◆ EXCERPTED RECORDS:

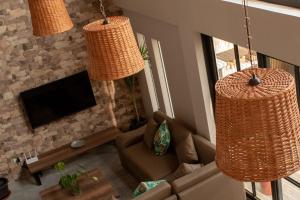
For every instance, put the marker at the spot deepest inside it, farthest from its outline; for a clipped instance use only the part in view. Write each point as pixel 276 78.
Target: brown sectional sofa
pixel 206 183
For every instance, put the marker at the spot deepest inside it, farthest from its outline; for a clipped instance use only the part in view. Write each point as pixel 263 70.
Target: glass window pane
pixel 264 190
pixel 160 64
pixel 148 72
pixel 245 58
pixel 278 64
pixel 225 57
pixel 290 191
pixel 296 177
pixel 248 186
pixel 291 3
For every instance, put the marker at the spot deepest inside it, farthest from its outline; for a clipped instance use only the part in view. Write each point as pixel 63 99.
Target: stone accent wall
pixel 27 61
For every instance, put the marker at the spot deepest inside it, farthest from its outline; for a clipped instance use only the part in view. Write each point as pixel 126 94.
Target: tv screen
pixel 54 100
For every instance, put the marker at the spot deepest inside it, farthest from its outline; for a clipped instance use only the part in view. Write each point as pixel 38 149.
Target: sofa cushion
pixel 146 165
pixel 162 139
pixel 146 186
pixel 150 131
pixel 184 145
pixel 182 170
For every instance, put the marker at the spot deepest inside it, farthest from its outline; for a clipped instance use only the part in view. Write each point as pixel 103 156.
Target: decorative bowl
pixel 77 144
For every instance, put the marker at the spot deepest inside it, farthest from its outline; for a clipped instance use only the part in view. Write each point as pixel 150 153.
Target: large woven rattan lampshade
pixel 112 49
pixel 49 17
pixel 258 127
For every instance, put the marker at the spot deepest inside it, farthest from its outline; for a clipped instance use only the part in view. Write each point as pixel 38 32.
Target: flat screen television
pixel 57 99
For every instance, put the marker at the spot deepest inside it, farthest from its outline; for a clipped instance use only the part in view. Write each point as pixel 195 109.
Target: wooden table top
pixel 62 153
pixel 90 189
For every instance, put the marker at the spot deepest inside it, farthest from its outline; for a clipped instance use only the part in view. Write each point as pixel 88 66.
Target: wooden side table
pixel 62 153
pixel 90 189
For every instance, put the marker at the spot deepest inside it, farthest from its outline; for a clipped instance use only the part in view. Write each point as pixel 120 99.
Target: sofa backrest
pixel 160 192
pixel 159 117
pixel 205 149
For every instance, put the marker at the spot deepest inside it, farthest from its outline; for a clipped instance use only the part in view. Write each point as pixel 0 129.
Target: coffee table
pixel 90 189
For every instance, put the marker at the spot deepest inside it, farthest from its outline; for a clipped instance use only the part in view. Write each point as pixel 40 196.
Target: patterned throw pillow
pixel 146 186
pixel 162 139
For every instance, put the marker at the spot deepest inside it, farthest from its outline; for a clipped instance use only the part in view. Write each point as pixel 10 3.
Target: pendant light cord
pixel 248 31
pixel 254 81
pixel 102 11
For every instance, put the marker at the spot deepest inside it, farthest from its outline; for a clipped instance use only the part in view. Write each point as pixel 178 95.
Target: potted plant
pixel 69 182
pixel 130 83
pixel 4 191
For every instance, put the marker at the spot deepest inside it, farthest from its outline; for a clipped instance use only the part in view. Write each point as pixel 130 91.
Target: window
pixel 160 65
pixel 223 58
pixel 148 74
pixel 291 3
pixel 231 58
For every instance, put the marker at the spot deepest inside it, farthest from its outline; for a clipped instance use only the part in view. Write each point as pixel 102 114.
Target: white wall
pixel 181 21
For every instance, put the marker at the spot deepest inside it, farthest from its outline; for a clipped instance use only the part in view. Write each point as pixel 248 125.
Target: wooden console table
pixel 90 189
pixel 65 152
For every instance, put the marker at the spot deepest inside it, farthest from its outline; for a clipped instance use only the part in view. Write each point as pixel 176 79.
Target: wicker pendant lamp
pixel 112 49
pixel 49 17
pixel 258 124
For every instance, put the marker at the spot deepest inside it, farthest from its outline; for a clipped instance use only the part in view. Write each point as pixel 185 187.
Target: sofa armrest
pixel 160 192
pixel 195 177
pixel 216 187
pixel 129 138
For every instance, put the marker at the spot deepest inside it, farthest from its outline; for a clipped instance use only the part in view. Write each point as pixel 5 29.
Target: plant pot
pixel 4 191
pixel 135 124
pixel 266 188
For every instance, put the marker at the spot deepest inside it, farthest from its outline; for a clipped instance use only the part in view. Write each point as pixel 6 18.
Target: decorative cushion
pixel 183 170
pixel 162 139
pixel 151 129
pixel 146 186
pixel 184 144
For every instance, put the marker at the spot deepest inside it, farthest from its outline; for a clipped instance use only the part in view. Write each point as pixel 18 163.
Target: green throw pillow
pixel 146 186
pixel 162 139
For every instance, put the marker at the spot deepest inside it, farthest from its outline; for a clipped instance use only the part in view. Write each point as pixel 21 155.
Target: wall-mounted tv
pixel 57 99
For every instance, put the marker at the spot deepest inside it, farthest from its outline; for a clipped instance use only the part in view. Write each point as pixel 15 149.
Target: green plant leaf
pixel 60 166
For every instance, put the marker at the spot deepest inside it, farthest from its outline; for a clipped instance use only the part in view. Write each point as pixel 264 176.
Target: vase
pixel 4 191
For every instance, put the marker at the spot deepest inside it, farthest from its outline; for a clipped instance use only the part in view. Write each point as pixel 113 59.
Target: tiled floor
pixel 105 157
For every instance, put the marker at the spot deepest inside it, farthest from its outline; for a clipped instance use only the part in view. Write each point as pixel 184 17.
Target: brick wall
pixel 27 61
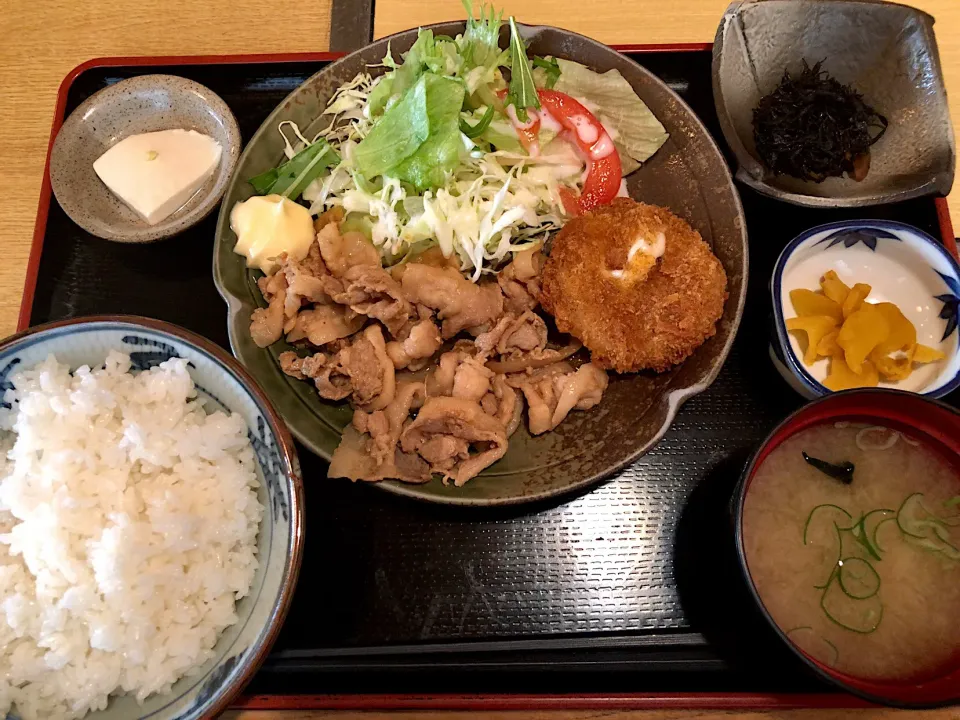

◆ THE PROBLEM: Can you repeat the lines from the one with "pixel 195 109." up to and including the one with "pixel 181 21", switching "wooden" to "oak" and leaving everything else unchanged?

◆ ANSWER FOR THE TASK:
For every instance, put the marker at the spot deepest inside it, farthest from its outline; for a clipped instance use only the part in view. Write each point as pixel 195 109.
Target: oak table top
pixel 62 153
pixel 90 189
For every instance, put the marker at the spot deepest inside it, farthest from its outline; for a clipped instance use only the part in view. Write each point as pixel 88 66.
Target: oak side table
pixel 62 153
pixel 90 189
For every instance, put the marker at the spot deepest inside it, farthest from its outline; for a clipped instance use only the part in view. Write each point as pixel 120 99.
Target: sofa backrest
pixel 160 192
pixel 159 117
pixel 205 149
For every instance, put the marker at the spot deepest inside it, farthest from its outline; for a clipped instance use only the part in view. Write each point as pixel 0 129.
Target: coffee table
pixel 90 189
For every instance, put the marker at the spot deepest inside it, farthest from its outline; for a clipped instance use only the part in view. Write each point as pixel 40 196.
Target: patterned throw pillow
pixel 146 186
pixel 162 139
For every instance, put the marker at the spot deepest inside it, farthest from its outline; for a clipped instance use only the part in view. Write each point as pixel 10 3.
Target: pendant light cord
pixel 248 31
pixel 254 81
pixel 102 11
For every instance, put the marker at the spot deepest inside it, farthest from its outline; for a clipped instance use only the part in view. Write each point as pixel 178 95.
Target: potted plant
pixel 69 182
pixel 130 83
pixel 4 191
For every instance, put the marker at the spot deepest inside it, farthest from its outline; for a clipped instance use only the part in view. Write each point as pixel 130 91.
Target: window
pixel 160 65
pixel 223 58
pixel 148 74
pixel 291 3
pixel 231 58
For every instance, put the marker at the spot deepest inside it, farthest from its outline; for a clipped instance use only the part in view. Write each point as pixel 102 114.
Target: white wall
pixel 181 21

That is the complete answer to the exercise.